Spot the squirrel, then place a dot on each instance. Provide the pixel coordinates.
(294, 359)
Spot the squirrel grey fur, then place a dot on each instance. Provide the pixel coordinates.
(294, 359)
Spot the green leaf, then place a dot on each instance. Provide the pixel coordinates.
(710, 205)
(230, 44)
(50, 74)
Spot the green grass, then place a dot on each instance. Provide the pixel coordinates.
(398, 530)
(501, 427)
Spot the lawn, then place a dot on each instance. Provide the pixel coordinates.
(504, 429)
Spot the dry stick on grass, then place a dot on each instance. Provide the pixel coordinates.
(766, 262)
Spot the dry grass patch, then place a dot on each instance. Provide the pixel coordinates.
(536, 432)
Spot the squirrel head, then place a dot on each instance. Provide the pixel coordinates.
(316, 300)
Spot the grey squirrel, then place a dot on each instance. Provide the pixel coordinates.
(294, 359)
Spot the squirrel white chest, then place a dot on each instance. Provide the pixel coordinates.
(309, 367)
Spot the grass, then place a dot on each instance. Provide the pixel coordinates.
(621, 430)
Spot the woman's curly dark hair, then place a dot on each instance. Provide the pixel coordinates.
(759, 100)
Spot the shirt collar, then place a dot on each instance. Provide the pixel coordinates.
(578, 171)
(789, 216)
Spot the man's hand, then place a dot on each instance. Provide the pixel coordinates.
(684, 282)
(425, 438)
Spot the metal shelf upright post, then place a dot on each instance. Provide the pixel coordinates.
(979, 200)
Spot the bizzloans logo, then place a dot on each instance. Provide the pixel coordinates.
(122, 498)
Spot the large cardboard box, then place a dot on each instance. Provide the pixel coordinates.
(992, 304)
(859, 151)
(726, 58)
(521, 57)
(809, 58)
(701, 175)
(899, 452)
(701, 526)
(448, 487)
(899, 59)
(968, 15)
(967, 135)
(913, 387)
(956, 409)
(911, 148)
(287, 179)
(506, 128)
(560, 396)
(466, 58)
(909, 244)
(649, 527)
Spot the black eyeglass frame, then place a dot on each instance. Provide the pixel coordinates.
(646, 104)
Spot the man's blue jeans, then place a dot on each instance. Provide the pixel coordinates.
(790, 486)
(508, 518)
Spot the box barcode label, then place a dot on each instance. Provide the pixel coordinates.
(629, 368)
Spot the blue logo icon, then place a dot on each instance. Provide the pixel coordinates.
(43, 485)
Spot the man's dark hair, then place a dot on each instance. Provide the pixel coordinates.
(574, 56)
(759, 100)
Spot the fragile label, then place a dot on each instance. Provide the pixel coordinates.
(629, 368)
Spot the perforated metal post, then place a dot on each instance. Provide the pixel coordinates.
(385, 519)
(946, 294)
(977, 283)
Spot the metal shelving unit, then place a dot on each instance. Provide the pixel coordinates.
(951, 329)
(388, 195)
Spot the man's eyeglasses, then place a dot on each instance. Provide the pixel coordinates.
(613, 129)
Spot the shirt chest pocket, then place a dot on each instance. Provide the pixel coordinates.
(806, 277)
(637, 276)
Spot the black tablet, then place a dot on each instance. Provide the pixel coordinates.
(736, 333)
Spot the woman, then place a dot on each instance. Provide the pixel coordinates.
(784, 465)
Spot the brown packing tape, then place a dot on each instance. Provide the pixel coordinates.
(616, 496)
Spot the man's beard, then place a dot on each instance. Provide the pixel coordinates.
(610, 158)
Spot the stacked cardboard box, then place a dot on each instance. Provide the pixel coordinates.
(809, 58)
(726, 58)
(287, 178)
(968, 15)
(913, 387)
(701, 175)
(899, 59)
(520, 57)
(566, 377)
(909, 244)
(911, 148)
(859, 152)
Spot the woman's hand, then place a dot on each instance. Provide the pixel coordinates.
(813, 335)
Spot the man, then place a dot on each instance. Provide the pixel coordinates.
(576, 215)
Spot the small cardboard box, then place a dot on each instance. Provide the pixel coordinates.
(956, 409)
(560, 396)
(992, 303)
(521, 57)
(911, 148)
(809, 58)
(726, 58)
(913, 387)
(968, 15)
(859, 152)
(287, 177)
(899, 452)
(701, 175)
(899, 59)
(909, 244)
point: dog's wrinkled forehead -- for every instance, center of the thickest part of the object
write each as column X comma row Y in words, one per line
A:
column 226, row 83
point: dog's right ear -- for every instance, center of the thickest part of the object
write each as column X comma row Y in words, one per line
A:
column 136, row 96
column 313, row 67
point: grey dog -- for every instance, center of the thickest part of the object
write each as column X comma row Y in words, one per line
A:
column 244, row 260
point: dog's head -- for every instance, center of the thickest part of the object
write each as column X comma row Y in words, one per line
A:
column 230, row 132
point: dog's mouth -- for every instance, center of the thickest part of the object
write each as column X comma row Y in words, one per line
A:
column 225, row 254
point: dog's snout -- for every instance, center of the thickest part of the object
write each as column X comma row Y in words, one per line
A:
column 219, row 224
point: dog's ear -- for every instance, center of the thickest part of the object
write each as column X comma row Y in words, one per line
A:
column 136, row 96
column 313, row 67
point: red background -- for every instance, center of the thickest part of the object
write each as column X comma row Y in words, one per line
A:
━━━━━━━━━━━━━━━━━━━━
AIM:
Copy out the whole listing exactly; please set it all down.

EXERCISE ANSWER:
Spot the squirrel, then place a dot on each instance. Provide the pixel coordinates.
(294, 359)
Spot the squirrel grey fur, then place a dot on each instance. Provide the pixel coordinates.
(294, 359)
Spot the green leaf, then place a dot on each instance. Provide the pixel coordinates.
(710, 205)
(230, 44)
(50, 74)
Spot the green grass, then place a dot on each instance. Provide the pixel coordinates.
(398, 530)
(501, 427)
Spot the lawn, then place a dot on each instance. Provide the pixel coordinates.
(504, 429)
Spot the dry stick on grass, then place a dot on each instance. Provide the pixel coordinates.
(766, 262)
Spot the dry grass patch, then place a dot on each instance. Provide the pixel coordinates.
(536, 432)
Spot the squirrel head, then place a dot on each instance. Provide the pixel coordinates.
(316, 300)
Spot the grey squirrel, then place a dot on each instance. Provide the pixel coordinates.
(294, 359)
Spot the squirrel white chest, then place a dot on each instance. Provide the pixel coordinates.
(309, 367)
Spot the grass, then place a dot on each instance. Provide the pixel coordinates.
(621, 430)
Spot the woman's curly dark hair, then place a dot on each instance. Provide the pixel coordinates.
(759, 100)
Spot the shirt collar, then place a dot on each instance. Provide the pixel coordinates.
(578, 171)
(789, 216)
Spot the man's hand, then place a dot on each instance. Provide the pixel coordinates.
(684, 282)
(425, 438)
Spot the metal shelf upright post, then place a dot on each instance. Provide the pixel coordinates.
(979, 200)
Spot the bizzloans logo, then place a dot on each instance. Provide the pixel coordinates.
(122, 498)
Spot the large cardboard box, then place a dot on each instance. Provide the pixel coordinates.
(992, 304)
(859, 151)
(726, 58)
(521, 57)
(809, 58)
(701, 175)
(899, 452)
(701, 526)
(448, 487)
(899, 59)
(968, 15)
(967, 135)
(913, 387)
(956, 409)
(911, 148)
(287, 179)
(506, 128)
(560, 396)
(466, 58)
(909, 244)
(649, 527)
Spot the black eyeglass frame, then place a dot on each instance. Provide the pixel coordinates.
(646, 104)
Spot the man's blue jeans, then place a dot on each instance. Provide the pixel coordinates.
(790, 486)
(508, 518)
Spot the box barcode label, then place a dot on each instance. Provide the pixel coordinates.
(629, 368)
Spot the blue logo icon, then place a dot on each instance. Provide the pixel coordinates.
(43, 485)
Spot the man's dark hair, then place a dot on each instance. Provide the pixel coordinates.
(574, 56)
(759, 100)
Spot the fragile label, then place a dot on each instance. Provide the pixel coordinates.
(629, 368)
Spot the perforated metal post, then place a dot on each instance. Provide the pixel coordinates.
(385, 519)
(946, 294)
(977, 283)
Spot the metal shelving unit, then place a dot on each instance. Provide the pixel coordinates.
(951, 329)
(388, 195)
Spot the man's eyeglasses, then place a dot on each instance. Provide the pixel coordinates.
(613, 129)
Spot the shirt chest pocket, then place a dot on each instance. Provide the pixel coordinates.
(806, 277)
(637, 276)
Spot the black tablet, then place a dot on each instance. Provide the pixel coordinates.
(736, 333)
Spot the woman, then place a dot on each instance. Provide the pixel coordinates.
(784, 465)
Spot the brown packing tape, then place a dot on each instance. Provide the pixel coordinates.
(616, 496)
Spot the man's beard, then place a dot on each instance. Provide the pixel coordinates.
(610, 158)
Spot the stacked cardboard box, then place a dot on each instance. Provide the pixel coordinates.
(809, 58)
(726, 58)
(287, 178)
(968, 15)
(913, 387)
(701, 175)
(899, 59)
(520, 57)
(566, 377)
(909, 244)
(911, 148)
(859, 152)
Spot the woman's hand, then place a dot on each instance. Provide the pixel coordinates.
(813, 335)
Spot the man, then place a dot on each instance. Provide the pixel coordinates.
(576, 215)
Spot the small cardboard box, then place a dot on each instance. Provide the pixel coordinates.
(956, 409)
(560, 396)
(992, 303)
(521, 57)
(911, 148)
(809, 58)
(726, 58)
(913, 387)
(968, 15)
(859, 152)
(287, 177)
(899, 452)
(701, 175)
(899, 59)
(909, 244)
point: dog's wrinkled forehead -- for every instance, center of the thickest part of the object
write each as column X comma row Y in words, one per line
A:
column 226, row 83
point: dog's right ear -- for every instance, center of the thickest part of the object
write each as column X comma row Y in words, one per line
A:
column 136, row 96
column 313, row 67
point: grey dog -- for every instance, center of the thickest part of the object
write each as column X comma row Y in words, one per line
A:
column 244, row 260
point: dog's head -- for every instance, center of the thickest part of the object
write each as column X comma row Y in words, one per line
A:
column 230, row 132
point: dog's mouth -- for every instance, center of the thickest part of the object
write each as column X comma row Y in words, one per line
A:
column 225, row 254
point: dog's snout -- for every instance, center of the thickest part of the object
write each as column X comma row Y in words, one per line
A:
column 219, row 224
point: dog's ear -- for every instance, center of the thickest part of the object
write each as column X comma row Y in words, one per line
A:
column 136, row 96
column 313, row 67
point: red background -- for every instance, center of the thickest part of the object
write each as column X comma row Y in words, one per line
A:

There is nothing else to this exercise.